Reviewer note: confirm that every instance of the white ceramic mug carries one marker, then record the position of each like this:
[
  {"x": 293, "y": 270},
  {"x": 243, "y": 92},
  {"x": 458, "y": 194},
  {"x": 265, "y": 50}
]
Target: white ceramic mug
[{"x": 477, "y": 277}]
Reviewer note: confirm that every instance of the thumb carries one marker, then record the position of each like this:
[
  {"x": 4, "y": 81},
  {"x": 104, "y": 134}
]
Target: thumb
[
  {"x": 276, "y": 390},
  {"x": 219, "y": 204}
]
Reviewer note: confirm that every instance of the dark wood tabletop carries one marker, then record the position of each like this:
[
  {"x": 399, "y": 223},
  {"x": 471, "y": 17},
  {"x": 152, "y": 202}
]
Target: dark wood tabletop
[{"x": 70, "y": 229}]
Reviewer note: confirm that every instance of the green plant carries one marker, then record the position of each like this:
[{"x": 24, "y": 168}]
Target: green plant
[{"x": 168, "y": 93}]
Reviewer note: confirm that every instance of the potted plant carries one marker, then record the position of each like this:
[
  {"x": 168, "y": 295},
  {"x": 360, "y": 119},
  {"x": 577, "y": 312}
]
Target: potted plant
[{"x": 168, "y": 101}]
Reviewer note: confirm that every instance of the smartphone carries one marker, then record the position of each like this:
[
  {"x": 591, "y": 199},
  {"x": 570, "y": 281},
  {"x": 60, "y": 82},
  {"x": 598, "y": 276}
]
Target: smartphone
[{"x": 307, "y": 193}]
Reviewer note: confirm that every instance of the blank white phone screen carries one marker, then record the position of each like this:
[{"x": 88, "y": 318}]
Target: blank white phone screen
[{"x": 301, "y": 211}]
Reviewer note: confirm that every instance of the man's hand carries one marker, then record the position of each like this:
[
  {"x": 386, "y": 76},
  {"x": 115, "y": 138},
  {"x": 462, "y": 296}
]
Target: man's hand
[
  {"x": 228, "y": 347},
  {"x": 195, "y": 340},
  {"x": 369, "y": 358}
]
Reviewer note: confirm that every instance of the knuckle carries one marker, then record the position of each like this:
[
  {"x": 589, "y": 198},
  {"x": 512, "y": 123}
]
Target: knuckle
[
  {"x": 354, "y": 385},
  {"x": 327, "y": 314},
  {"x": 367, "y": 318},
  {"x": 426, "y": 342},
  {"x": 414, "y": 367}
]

* [REQUIREMENTS]: Copy out all of the data above line for line, with no changes.

* [WRITTEN ANSWER]:
Reviewer note: confirm that every instance of the white ceramic mug carries one marker, then record the position of each like this:
[
  {"x": 293, "y": 270},
  {"x": 243, "y": 92},
  {"x": 458, "y": 194},
  {"x": 265, "y": 50}
]
Target: white ceramic mug
[{"x": 477, "y": 277}]
Reviewer note: confirm that every instance of the thumb carries one marker, then record the position of each like this:
[
  {"x": 4, "y": 81},
  {"x": 104, "y": 134}
]
Target: thumb
[
  {"x": 276, "y": 390},
  {"x": 219, "y": 204}
]
Reviewer note: confirm that every instance of the dark wood tabletop carries one marker, then record the position of each like this:
[
  {"x": 399, "y": 223},
  {"x": 471, "y": 17},
  {"x": 152, "y": 202}
]
Target: dark wood tabletop
[{"x": 70, "y": 229}]
Reviewer note: confirm that every instance of the green plant carries one marker, then record the position of each like this:
[{"x": 24, "y": 168}]
Target: green plant
[{"x": 168, "y": 93}]
Reviewer note: confirm that every instance of the potted plant carries one marker, then record the position of each like this:
[
  {"x": 168, "y": 295},
  {"x": 360, "y": 119},
  {"x": 577, "y": 312}
]
Target: potted plant
[{"x": 168, "y": 101}]
Reviewer note: confirm that every instance of the smartphone carries one marker, then record the position of each like this:
[
  {"x": 591, "y": 199},
  {"x": 570, "y": 281},
  {"x": 60, "y": 82},
  {"x": 598, "y": 276}
]
Target: smartphone
[{"x": 307, "y": 193}]
Reviewer note: confirm that every instance of the blank white phone screen carries one marker, then record the position of each like this:
[{"x": 88, "y": 318}]
Target: blank white phone screen
[{"x": 301, "y": 211}]
Reviewer note: confirm that every instance of the man's hand carries one marker, then record the position of each like this:
[
  {"x": 386, "y": 76},
  {"x": 115, "y": 138},
  {"x": 462, "y": 296}
]
Target: man's hand
[
  {"x": 228, "y": 347},
  {"x": 195, "y": 340},
  {"x": 369, "y": 358}
]
Reviewer note: confirm that every instance of the knuckle carries one marker, then record the position of each like this:
[
  {"x": 589, "y": 198},
  {"x": 512, "y": 123}
]
Target: knuckle
[
  {"x": 354, "y": 385},
  {"x": 327, "y": 314},
  {"x": 367, "y": 318},
  {"x": 426, "y": 342},
  {"x": 414, "y": 367}
]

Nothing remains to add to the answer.